### DESCRIPTION OF THE TASK
Count the lines in the entries below that contain the string "tight", treating uppercase and lowercase letters as different. Reply with the number alone.

### EXTRACTED INFORMATION
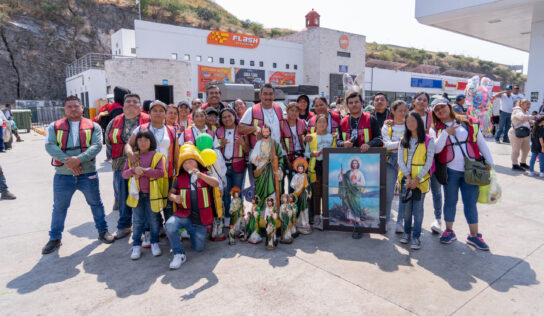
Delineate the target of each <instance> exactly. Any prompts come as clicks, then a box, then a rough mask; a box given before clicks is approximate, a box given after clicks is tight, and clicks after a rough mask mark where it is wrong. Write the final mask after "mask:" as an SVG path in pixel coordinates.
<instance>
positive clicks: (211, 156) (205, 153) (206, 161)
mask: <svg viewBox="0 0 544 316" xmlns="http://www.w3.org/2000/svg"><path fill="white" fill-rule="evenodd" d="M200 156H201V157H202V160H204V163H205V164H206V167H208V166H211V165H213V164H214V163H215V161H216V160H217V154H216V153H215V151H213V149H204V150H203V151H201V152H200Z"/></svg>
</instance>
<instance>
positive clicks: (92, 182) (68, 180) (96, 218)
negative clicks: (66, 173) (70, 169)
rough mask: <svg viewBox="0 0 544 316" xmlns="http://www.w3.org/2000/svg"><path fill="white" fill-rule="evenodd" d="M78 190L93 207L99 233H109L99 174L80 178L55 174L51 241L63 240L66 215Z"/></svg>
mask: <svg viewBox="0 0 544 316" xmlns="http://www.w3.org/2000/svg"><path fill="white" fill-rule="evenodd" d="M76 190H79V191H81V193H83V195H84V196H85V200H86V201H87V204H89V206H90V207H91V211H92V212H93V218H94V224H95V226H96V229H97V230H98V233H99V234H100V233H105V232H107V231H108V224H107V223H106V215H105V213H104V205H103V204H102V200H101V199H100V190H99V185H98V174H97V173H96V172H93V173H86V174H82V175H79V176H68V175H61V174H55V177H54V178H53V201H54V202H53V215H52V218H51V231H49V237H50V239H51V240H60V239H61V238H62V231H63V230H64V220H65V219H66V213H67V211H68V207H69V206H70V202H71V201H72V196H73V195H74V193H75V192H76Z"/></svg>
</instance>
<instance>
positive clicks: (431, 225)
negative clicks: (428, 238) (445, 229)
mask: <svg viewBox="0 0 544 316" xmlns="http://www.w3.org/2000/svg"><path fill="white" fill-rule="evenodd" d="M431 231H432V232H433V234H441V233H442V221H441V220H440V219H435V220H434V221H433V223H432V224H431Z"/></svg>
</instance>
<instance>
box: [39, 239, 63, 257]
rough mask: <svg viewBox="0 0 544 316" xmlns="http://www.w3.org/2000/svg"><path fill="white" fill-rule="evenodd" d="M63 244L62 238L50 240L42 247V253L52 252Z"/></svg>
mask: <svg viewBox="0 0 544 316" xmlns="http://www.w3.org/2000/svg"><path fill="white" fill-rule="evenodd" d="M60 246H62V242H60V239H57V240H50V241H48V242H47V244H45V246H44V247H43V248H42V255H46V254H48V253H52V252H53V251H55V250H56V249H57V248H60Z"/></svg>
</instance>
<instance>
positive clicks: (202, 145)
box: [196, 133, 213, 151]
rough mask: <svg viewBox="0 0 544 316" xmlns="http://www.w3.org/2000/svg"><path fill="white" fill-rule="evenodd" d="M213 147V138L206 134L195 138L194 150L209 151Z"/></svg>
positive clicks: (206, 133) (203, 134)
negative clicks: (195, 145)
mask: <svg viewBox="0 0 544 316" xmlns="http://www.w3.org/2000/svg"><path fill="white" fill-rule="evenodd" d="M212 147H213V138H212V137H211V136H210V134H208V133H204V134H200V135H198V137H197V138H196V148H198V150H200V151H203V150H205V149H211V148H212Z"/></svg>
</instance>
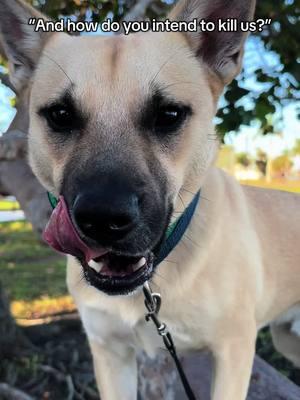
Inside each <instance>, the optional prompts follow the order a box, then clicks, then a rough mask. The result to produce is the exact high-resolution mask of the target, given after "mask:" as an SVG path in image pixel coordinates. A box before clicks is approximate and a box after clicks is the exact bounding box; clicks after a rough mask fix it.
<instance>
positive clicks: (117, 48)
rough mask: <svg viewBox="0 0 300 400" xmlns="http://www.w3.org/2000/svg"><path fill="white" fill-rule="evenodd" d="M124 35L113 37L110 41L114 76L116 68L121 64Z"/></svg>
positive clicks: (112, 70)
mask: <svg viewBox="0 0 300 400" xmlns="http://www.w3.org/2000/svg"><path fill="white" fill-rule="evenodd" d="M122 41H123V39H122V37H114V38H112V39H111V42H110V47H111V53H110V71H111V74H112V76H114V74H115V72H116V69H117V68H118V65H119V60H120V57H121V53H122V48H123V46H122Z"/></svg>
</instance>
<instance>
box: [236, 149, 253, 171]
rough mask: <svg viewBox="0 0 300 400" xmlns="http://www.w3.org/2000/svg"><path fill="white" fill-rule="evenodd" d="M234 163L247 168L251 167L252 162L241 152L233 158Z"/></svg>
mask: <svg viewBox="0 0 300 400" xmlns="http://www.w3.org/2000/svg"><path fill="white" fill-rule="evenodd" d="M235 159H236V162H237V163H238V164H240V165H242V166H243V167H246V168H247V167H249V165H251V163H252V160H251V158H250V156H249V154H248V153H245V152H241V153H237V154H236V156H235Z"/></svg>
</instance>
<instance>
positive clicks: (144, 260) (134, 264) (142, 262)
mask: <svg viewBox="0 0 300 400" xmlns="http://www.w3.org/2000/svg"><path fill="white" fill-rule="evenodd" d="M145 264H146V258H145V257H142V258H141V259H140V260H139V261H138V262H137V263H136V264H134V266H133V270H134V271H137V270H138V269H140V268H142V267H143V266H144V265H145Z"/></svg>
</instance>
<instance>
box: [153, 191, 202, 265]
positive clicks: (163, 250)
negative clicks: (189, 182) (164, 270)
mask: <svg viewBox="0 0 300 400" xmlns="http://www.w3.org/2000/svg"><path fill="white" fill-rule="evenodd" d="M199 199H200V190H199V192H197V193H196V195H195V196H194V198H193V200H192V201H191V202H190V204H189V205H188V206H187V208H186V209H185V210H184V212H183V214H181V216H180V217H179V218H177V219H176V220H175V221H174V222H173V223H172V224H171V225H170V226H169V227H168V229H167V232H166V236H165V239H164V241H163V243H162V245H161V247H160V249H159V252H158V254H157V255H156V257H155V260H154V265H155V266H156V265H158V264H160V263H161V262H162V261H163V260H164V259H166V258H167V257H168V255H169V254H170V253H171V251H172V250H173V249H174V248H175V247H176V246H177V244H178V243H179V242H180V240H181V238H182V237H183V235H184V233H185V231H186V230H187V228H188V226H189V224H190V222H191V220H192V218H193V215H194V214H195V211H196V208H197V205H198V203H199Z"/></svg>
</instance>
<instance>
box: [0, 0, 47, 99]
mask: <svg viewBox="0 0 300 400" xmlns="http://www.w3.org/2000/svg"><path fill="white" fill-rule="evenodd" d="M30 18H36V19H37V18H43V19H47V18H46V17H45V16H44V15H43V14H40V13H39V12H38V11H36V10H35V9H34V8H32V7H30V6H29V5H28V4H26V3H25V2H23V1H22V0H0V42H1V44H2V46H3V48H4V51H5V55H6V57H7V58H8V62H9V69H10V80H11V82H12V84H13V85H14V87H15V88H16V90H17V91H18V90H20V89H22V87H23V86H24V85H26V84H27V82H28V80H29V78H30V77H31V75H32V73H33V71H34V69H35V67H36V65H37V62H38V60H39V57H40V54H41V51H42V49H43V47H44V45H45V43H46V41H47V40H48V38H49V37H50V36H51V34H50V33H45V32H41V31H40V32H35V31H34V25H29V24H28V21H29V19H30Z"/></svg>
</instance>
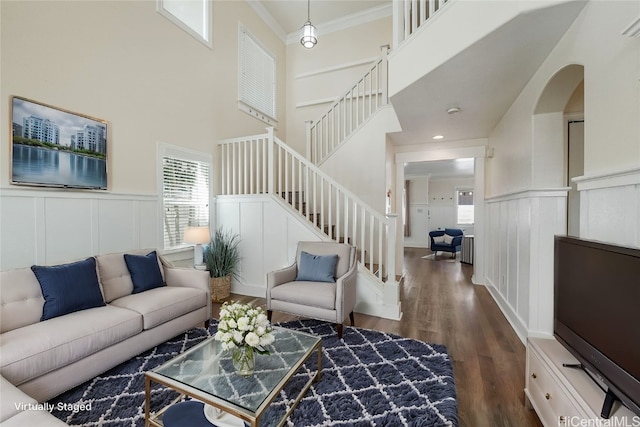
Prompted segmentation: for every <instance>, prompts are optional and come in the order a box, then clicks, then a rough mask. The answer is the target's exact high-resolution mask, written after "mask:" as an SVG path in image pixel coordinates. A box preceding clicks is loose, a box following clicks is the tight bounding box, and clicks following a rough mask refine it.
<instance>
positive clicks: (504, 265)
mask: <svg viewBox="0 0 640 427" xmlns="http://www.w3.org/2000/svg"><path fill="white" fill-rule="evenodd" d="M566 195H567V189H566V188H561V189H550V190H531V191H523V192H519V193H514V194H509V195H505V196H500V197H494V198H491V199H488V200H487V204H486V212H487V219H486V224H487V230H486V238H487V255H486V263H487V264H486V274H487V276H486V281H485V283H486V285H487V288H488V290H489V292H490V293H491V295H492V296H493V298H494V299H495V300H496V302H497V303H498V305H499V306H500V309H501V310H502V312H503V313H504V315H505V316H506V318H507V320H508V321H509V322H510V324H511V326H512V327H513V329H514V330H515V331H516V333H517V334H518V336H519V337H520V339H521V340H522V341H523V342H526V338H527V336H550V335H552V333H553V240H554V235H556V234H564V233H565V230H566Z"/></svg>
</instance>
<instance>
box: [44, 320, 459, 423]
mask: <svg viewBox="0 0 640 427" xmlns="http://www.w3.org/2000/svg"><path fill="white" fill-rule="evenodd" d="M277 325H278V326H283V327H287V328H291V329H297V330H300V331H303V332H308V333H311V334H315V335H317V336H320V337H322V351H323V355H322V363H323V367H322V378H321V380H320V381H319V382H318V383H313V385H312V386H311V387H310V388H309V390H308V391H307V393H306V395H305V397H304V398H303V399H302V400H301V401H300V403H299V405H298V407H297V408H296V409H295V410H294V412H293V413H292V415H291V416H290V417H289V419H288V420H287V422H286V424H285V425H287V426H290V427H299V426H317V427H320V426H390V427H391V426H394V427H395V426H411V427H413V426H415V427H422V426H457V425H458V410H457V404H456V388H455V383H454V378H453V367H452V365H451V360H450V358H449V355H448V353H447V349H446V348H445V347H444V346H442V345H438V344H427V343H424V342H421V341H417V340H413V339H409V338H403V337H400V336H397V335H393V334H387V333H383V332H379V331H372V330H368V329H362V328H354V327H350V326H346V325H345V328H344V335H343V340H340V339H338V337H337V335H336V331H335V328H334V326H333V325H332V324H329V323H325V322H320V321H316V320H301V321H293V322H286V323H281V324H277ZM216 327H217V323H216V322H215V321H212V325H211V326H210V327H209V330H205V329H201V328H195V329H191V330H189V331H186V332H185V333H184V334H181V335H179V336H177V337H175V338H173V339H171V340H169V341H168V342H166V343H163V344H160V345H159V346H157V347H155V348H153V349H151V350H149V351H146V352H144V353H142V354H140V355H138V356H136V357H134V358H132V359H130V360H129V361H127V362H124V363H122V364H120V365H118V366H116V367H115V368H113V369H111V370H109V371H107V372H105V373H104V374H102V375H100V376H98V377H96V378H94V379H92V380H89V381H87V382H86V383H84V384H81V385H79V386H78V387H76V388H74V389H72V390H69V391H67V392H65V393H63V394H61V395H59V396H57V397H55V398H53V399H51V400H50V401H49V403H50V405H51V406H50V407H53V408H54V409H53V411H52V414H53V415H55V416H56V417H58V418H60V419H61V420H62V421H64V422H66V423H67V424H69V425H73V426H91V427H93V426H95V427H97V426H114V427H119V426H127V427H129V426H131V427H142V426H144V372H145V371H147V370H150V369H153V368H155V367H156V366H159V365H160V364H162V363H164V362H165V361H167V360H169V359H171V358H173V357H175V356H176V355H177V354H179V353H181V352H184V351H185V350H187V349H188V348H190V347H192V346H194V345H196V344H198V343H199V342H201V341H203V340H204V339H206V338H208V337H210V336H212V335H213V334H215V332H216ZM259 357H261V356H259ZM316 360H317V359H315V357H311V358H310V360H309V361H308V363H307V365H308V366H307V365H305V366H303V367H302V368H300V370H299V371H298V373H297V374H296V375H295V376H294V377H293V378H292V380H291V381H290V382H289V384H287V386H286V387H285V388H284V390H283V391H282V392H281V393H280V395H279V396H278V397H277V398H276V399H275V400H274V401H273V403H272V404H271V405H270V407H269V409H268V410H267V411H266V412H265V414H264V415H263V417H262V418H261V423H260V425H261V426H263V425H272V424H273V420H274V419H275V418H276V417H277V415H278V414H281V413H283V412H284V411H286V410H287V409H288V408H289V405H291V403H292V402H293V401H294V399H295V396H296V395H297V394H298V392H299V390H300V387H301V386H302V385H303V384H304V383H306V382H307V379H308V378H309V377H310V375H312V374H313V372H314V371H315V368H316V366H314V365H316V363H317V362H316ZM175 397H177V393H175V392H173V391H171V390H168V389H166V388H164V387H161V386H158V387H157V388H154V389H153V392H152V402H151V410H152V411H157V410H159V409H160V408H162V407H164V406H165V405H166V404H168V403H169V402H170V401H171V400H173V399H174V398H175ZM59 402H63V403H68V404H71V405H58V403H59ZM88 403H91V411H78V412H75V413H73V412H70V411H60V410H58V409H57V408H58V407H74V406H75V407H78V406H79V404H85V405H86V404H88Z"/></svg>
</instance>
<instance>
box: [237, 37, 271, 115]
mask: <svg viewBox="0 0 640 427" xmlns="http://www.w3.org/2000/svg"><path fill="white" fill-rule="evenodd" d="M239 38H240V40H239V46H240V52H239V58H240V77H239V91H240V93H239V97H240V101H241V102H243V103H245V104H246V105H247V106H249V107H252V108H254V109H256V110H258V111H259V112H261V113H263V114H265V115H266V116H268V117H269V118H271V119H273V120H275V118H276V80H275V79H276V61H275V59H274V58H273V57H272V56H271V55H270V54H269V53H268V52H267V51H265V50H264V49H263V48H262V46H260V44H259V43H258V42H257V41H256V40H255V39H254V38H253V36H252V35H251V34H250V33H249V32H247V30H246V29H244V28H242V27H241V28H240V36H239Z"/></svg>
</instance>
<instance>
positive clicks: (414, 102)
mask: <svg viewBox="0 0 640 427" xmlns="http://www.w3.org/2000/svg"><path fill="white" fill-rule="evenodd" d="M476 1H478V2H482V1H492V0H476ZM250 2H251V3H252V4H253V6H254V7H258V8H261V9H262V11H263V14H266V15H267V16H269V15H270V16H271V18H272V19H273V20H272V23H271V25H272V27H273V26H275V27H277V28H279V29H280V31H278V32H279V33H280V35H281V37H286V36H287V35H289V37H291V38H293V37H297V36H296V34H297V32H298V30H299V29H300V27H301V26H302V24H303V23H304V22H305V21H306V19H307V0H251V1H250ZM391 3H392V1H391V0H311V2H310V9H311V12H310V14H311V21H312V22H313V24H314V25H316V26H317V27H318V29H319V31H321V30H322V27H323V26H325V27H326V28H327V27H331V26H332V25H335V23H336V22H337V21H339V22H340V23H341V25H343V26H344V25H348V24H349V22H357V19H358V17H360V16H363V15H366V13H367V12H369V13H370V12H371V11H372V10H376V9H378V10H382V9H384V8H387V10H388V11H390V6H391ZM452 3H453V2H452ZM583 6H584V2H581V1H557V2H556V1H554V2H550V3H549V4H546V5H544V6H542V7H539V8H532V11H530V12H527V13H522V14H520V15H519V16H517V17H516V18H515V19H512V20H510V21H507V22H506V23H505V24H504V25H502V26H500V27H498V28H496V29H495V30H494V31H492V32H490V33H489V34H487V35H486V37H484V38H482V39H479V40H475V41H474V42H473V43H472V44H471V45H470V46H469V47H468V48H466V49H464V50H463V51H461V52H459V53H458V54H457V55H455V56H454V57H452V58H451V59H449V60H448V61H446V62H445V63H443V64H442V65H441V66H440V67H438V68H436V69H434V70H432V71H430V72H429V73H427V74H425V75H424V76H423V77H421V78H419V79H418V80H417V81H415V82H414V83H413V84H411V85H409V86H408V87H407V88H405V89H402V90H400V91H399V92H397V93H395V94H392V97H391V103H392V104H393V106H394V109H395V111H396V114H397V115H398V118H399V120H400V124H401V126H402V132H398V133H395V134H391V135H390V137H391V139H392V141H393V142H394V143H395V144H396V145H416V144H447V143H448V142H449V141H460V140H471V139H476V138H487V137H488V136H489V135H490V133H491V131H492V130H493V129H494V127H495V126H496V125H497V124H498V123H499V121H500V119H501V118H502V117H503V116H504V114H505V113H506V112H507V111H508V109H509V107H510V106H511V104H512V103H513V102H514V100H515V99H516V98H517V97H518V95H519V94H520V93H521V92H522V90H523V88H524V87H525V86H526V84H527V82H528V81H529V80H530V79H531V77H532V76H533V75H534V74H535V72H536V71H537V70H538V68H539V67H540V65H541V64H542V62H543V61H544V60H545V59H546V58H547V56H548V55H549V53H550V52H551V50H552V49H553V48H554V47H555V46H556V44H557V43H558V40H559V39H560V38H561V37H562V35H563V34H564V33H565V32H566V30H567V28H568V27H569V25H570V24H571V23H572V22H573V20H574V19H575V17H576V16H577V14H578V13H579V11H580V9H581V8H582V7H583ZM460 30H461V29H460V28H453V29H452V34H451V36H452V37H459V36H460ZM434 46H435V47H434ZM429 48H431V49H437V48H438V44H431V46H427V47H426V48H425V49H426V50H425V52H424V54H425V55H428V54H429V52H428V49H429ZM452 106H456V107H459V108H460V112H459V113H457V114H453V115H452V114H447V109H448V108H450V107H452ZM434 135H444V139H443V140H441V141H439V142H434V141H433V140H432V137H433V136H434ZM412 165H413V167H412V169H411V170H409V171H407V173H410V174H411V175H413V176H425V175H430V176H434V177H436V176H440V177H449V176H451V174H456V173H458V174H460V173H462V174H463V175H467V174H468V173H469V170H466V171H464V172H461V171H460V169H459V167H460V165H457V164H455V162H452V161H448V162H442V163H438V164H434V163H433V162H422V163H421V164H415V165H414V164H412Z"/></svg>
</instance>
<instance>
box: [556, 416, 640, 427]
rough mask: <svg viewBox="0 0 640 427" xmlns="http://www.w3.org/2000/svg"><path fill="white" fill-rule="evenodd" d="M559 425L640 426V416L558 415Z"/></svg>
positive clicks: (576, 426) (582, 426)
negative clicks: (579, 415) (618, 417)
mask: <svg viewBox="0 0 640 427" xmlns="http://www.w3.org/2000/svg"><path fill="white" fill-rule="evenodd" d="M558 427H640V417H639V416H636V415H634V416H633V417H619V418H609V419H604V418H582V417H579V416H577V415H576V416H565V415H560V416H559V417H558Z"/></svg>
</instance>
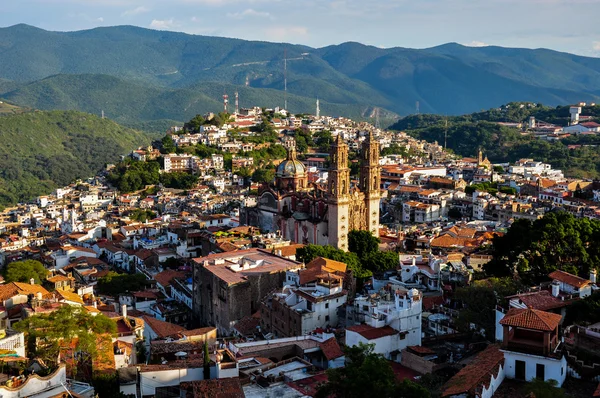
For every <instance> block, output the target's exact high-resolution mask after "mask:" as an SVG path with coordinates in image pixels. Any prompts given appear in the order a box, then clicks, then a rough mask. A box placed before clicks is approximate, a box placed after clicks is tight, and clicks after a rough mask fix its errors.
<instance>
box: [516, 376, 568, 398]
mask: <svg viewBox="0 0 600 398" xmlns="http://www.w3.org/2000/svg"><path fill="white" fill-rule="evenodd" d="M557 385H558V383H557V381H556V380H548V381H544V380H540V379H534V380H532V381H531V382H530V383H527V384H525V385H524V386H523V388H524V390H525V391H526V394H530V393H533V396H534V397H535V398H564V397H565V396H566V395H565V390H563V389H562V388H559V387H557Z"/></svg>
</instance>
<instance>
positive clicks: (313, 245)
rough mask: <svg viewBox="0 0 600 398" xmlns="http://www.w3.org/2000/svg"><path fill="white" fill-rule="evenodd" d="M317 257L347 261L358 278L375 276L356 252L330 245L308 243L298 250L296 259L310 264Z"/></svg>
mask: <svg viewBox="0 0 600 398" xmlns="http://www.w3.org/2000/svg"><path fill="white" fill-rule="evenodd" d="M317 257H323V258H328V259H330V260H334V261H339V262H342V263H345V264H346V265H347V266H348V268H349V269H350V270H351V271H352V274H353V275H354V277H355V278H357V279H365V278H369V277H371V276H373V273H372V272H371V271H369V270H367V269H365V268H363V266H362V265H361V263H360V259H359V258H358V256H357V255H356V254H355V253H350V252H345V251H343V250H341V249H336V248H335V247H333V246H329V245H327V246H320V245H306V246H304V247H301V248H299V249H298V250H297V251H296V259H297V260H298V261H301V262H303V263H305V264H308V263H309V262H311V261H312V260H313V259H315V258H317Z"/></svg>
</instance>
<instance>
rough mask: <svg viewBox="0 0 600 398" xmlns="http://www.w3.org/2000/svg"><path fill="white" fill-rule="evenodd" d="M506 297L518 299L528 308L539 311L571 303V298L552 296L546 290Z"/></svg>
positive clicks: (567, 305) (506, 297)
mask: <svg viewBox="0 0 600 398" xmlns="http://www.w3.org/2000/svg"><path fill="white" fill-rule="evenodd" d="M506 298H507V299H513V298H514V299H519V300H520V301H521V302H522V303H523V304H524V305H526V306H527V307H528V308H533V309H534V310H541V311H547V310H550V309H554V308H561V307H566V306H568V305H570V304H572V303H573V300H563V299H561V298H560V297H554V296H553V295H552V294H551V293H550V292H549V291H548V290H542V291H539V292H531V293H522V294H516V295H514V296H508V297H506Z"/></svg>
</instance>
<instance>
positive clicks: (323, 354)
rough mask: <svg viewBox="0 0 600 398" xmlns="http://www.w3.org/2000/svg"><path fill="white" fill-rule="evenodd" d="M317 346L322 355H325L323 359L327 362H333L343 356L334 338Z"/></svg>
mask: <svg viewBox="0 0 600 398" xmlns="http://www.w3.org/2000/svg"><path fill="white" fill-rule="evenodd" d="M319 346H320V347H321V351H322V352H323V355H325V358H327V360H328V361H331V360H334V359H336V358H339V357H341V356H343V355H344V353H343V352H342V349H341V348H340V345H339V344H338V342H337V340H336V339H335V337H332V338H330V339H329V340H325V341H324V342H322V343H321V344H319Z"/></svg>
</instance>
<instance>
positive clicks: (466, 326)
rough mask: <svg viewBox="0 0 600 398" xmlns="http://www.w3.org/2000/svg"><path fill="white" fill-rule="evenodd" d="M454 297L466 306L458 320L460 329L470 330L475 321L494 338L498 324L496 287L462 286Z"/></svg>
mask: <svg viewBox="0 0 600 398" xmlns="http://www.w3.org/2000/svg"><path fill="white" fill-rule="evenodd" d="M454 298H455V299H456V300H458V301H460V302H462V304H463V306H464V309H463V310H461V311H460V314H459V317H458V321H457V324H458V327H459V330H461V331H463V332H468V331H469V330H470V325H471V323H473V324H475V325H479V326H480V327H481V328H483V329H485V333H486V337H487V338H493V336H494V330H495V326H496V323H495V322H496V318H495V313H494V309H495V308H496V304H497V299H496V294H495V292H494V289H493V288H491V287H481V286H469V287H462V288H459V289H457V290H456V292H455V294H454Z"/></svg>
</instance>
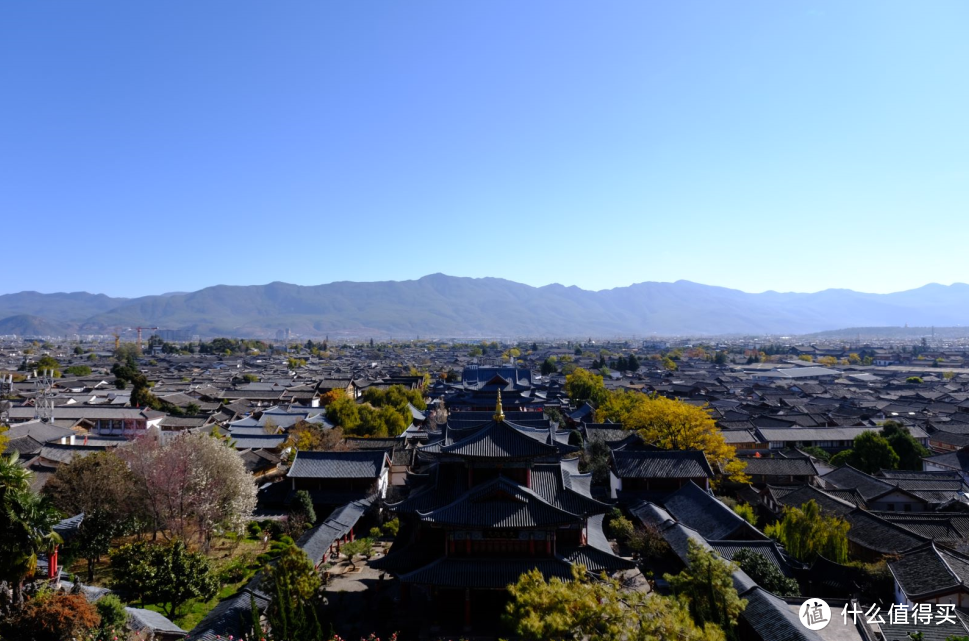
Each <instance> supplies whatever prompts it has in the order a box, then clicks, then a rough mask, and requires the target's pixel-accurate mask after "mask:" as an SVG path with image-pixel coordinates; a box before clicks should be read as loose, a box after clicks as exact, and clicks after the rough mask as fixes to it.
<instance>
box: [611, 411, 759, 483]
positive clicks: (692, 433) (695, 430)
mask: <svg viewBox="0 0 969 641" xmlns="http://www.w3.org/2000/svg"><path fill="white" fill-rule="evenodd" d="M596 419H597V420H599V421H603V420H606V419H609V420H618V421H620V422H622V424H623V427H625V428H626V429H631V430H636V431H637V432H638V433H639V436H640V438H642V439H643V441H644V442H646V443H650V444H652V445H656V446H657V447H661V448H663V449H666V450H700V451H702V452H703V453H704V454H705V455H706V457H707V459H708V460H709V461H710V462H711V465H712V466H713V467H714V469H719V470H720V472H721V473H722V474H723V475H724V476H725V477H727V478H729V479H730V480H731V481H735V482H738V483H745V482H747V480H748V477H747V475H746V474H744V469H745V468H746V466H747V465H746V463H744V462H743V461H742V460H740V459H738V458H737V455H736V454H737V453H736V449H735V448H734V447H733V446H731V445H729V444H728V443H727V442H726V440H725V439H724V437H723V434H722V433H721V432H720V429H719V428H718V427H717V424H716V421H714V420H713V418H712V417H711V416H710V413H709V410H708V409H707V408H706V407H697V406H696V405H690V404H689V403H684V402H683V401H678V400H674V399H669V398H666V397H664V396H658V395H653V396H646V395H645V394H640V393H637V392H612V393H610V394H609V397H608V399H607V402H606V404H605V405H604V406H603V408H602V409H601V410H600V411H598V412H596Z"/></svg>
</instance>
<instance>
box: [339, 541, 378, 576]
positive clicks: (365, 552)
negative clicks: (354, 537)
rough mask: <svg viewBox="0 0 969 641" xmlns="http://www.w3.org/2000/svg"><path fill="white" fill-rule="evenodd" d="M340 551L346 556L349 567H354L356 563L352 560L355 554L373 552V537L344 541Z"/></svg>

### PROBLEM SOLUTION
3